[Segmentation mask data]
---------------

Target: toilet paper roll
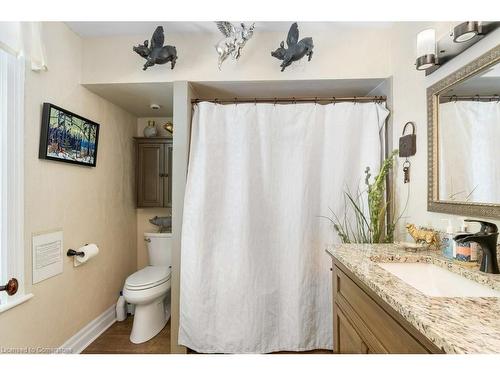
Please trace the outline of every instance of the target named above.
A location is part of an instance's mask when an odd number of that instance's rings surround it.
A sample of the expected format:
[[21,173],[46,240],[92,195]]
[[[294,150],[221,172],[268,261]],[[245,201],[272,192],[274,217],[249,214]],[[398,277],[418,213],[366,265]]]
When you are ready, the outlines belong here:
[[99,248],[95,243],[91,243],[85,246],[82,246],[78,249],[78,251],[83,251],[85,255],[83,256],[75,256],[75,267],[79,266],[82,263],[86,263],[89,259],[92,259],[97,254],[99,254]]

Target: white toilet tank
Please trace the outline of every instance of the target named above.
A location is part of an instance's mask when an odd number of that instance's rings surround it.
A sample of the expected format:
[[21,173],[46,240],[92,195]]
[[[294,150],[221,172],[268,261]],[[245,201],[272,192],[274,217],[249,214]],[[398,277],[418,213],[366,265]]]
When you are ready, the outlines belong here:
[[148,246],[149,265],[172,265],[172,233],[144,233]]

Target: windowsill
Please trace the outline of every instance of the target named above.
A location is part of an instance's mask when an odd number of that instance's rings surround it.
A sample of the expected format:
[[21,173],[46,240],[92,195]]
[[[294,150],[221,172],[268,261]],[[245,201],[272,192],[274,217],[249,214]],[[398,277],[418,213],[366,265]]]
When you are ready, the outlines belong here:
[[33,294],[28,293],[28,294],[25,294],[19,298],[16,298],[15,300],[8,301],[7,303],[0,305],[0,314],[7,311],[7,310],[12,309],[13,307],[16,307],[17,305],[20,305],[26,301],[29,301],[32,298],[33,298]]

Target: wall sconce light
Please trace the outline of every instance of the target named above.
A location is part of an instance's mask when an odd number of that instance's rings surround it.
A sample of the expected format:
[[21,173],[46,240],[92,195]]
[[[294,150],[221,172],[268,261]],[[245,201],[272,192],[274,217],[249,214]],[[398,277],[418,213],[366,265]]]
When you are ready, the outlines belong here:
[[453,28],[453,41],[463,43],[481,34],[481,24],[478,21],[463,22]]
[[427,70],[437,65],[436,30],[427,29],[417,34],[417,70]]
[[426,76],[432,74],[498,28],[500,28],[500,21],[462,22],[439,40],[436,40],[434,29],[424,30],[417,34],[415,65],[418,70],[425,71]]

---------------

About this task -
Reproduce all of the entries word for word, skipping any pictures they hold.

Response to this exercise -
Target: toilet paper roll
Please trace the outline of every instance of the target named above.
A location is part of an instance's mask when an odd number of that instance's rings surround it.
A sample of the expected format:
[[21,173],[46,240],[92,195]]
[[[294,150],[221,172],[268,261]],[[245,201],[272,192],[274,217],[249,214]],[[398,277],[418,213],[366,265]]]
When you are ready, the outlines belong here:
[[99,248],[95,243],[91,243],[85,246],[82,246],[78,249],[78,251],[83,251],[85,255],[83,256],[75,256],[75,267],[79,266],[82,263],[86,263],[89,259],[92,259],[97,254],[99,254]]

Target: white toilet tank
Please trace the outline of every instance of the target named above.
A location is part of an instance's mask when an odd number of that instance's rings surround it.
A sample of the expected format:
[[21,173],[46,240],[92,195]]
[[[294,150],[221,172],[268,261]],[[245,201],[272,192],[274,217],[249,214]],[[398,277],[418,213],[366,265]]]
When you are ready, the outlines belong here:
[[148,246],[149,265],[172,265],[172,233],[144,233]]

Target: windowsill
Please trace the outline of every instance of the target named above.
A location is part of an instance's mask when an odd number of that instance's rings surround it.
A sample of the expected format:
[[21,173],[46,240],[92,195]]
[[[294,150],[221,172],[268,261]],[[245,201],[272,192],[274,217],[249,214]],[[398,277],[418,213],[366,265]]]
When you are ready, the outlines belong here:
[[33,294],[28,293],[28,294],[25,294],[19,298],[16,298],[15,300],[8,301],[7,303],[0,305],[0,314],[7,311],[7,310],[12,309],[13,307],[16,307],[17,305],[20,305],[26,301],[29,301],[32,298],[33,298]]

Target: wall sconce light
Please trace the outline of every instance of the target named above.
A location is part of an instance's mask when an odd number of that instance's rings surround it.
A sample of the expected format:
[[21,173],[46,240],[92,195]]
[[[294,150],[221,172],[268,261]],[[245,201],[272,192],[274,217],[249,214]],[[398,277],[418,213],[366,265]]]
When you are ready, the outlines belong here:
[[453,28],[453,41],[463,43],[481,34],[481,24],[478,21],[463,22]]
[[427,70],[437,65],[436,30],[427,29],[417,34],[417,70]]
[[426,76],[432,74],[498,28],[500,28],[500,21],[462,22],[439,40],[436,40],[434,29],[424,30],[417,34],[415,65],[418,70],[425,71]]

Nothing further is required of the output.